◆ What you have to do: Turn each of the items below into a numbered list of its lines, leaving out any blank lines.

□ □ □ □ □ □ □

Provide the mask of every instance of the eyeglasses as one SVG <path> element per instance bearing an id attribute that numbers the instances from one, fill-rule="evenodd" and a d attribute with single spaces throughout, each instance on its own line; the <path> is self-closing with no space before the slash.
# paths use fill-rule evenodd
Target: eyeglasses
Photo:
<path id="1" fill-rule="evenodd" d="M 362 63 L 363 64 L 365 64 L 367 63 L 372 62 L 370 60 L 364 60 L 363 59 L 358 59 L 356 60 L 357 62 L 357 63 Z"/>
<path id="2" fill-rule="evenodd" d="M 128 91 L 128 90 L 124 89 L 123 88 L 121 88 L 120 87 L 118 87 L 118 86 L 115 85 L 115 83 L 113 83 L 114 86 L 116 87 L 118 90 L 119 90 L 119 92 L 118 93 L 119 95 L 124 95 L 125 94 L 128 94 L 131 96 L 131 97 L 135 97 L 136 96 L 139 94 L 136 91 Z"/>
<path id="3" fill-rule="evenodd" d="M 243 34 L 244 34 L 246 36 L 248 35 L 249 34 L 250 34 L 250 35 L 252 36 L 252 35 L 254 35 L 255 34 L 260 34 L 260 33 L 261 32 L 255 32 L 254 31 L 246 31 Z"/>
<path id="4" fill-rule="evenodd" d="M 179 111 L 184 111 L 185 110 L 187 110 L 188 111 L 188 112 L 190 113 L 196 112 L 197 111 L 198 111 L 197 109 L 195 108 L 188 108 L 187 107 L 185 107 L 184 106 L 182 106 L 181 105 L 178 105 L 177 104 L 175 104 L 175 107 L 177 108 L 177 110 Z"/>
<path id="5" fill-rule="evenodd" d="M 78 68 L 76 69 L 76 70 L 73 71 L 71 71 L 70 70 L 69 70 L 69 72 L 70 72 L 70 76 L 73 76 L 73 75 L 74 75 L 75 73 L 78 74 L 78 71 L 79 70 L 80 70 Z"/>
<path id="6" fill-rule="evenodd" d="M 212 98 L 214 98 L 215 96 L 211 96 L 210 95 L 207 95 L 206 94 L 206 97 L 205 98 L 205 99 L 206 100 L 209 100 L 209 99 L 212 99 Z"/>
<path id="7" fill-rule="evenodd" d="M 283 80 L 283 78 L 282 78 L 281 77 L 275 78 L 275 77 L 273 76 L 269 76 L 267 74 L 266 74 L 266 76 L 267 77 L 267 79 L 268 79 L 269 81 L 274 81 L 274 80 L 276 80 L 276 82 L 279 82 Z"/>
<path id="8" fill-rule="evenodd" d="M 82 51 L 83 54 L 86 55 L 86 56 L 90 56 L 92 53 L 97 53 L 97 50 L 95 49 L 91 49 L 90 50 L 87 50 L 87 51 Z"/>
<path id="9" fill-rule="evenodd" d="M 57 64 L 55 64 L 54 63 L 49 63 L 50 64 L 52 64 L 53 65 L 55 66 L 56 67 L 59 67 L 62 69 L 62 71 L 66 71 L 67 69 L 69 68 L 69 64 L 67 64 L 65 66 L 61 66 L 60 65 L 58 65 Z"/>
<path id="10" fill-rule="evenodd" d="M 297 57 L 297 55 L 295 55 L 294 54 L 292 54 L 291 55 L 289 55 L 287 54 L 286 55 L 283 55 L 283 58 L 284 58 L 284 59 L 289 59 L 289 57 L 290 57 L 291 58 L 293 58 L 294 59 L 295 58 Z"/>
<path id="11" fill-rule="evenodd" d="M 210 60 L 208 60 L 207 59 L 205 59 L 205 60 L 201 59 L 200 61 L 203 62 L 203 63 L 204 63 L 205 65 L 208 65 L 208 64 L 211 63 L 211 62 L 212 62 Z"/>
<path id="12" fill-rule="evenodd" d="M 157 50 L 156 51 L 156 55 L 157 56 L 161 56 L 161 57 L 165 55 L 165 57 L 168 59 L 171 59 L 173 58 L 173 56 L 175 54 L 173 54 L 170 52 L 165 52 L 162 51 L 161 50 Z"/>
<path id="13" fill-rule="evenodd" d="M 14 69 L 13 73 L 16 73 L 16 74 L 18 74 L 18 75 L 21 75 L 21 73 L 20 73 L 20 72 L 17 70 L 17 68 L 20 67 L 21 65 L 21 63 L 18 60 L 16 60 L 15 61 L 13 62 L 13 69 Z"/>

□ □ □ □ □ □ □

◆ Solved exercise:
1. Provide the mask of every instance of the eyeglasses as one SVG <path> element per instance bearing an id attribute that numbers the instances from one, fill-rule="evenodd" and a d attribute with single spaces throughout, each instance on its own line; the <path> is self-closing with no space before the slash.
2. # paths use fill-rule evenodd
3. Target: eyeglasses
4. Photo:
5. <path id="1" fill-rule="evenodd" d="M 362 63 L 363 64 L 365 64 L 367 63 L 372 62 L 370 60 L 364 60 L 363 59 L 358 59 L 356 60 L 357 62 L 357 63 Z"/>
6. <path id="2" fill-rule="evenodd" d="M 128 91 L 128 90 L 124 89 L 123 88 L 121 88 L 120 87 L 118 87 L 118 86 L 115 85 L 115 83 L 113 83 L 114 86 L 116 87 L 118 90 L 119 90 L 119 92 L 118 93 L 119 95 L 124 95 L 125 94 L 128 94 L 131 96 L 131 97 L 135 97 L 136 96 L 139 94 L 136 91 Z"/>
7. <path id="3" fill-rule="evenodd" d="M 243 34 L 244 34 L 246 36 L 248 35 L 249 34 L 250 34 L 250 35 L 252 36 L 252 35 L 254 35 L 255 34 L 260 34 L 260 33 L 261 32 L 255 32 L 254 31 L 246 31 Z"/>
8. <path id="4" fill-rule="evenodd" d="M 179 111 L 184 111 L 185 110 L 187 110 L 188 111 L 188 112 L 190 113 L 196 112 L 197 111 L 198 111 L 197 109 L 195 108 L 188 108 L 187 107 L 185 107 L 184 106 L 182 106 L 181 105 L 178 105 L 177 104 L 175 104 L 175 107 L 177 108 L 177 110 Z"/>
9. <path id="5" fill-rule="evenodd" d="M 78 68 L 76 69 L 76 70 L 73 71 L 71 71 L 70 70 L 69 70 L 69 72 L 70 72 L 70 76 L 73 76 L 73 75 L 74 75 L 75 73 L 78 74 L 78 71 L 79 70 L 80 70 Z"/>
10. <path id="6" fill-rule="evenodd" d="M 212 98 L 214 98 L 215 96 L 211 96 L 210 95 L 207 95 L 206 94 L 206 97 L 205 98 L 205 99 L 206 100 L 209 100 L 209 99 L 212 99 Z"/>
11. <path id="7" fill-rule="evenodd" d="M 283 80 L 283 78 L 282 78 L 281 77 L 275 78 L 275 77 L 273 76 L 269 76 L 267 74 L 266 74 L 266 76 L 267 77 L 267 79 L 268 79 L 269 81 L 274 81 L 274 80 L 276 80 L 276 82 L 279 82 Z"/>
12. <path id="8" fill-rule="evenodd" d="M 82 51 L 83 54 L 86 55 L 86 56 L 90 56 L 92 53 L 97 53 L 97 50 L 95 49 L 91 49 L 90 50 L 87 50 L 87 51 Z"/>
13. <path id="9" fill-rule="evenodd" d="M 57 64 L 55 64 L 54 63 L 49 63 L 50 64 L 52 64 L 53 65 L 55 66 L 56 67 L 59 67 L 62 69 L 62 71 L 66 71 L 67 69 L 69 68 L 69 64 L 67 64 L 65 66 L 61 66 L 60 65 L 58 65 Z"/>
14. <path id="10" fill-rule="evenodd" d="M 297 57 L 297 55 L 295 55 L 294 54 L 292 54 L 291 55 L 289 55 L 287 54 L 286 55 L 283 55 L 283 58 L 284 58 L 284 59 L 289 59 L 289 57 L 290 57 L 291 58 L 293 58 L 294 59 L 295 58 Z"/>
15. <path id="11" fill-rule="evenodd" d="M 210 60 L 208 60 L 207 59 L 205 59 L 205 60 L 201 59 L 200 61 L 203 62 L 203 63 L 204 63 L 205 65 L 208 65 L 208 64 L 211 63 L 211 62 L 212 62 Z"/>
16. <path id="12" fill-rule="evenodd" d="M 157 50 L 156 51 L 156 55 L 157 56 L 161 56 L 161 57 L 165 55 L 165 57 L 168 59 L 171 59 L 173 58 L 173 56 L 175 54 L 173 54 L 170 52 L 165 52 L 162 51 L 161 50 Z"/>
17. <path id="13" fill-rule="evenodd" d="M 14 69 L 13 73 L 16 73 L 16 74 L 18 74 L 18 75 L 21 75 L 21 73 L 20 73 L 20 72 L 17 70 L 17 68 L 20 67 L 21 65 L 21 63 L 18 60 L 16 60 L 15 61 L 13 62 L 13 69 Z"/>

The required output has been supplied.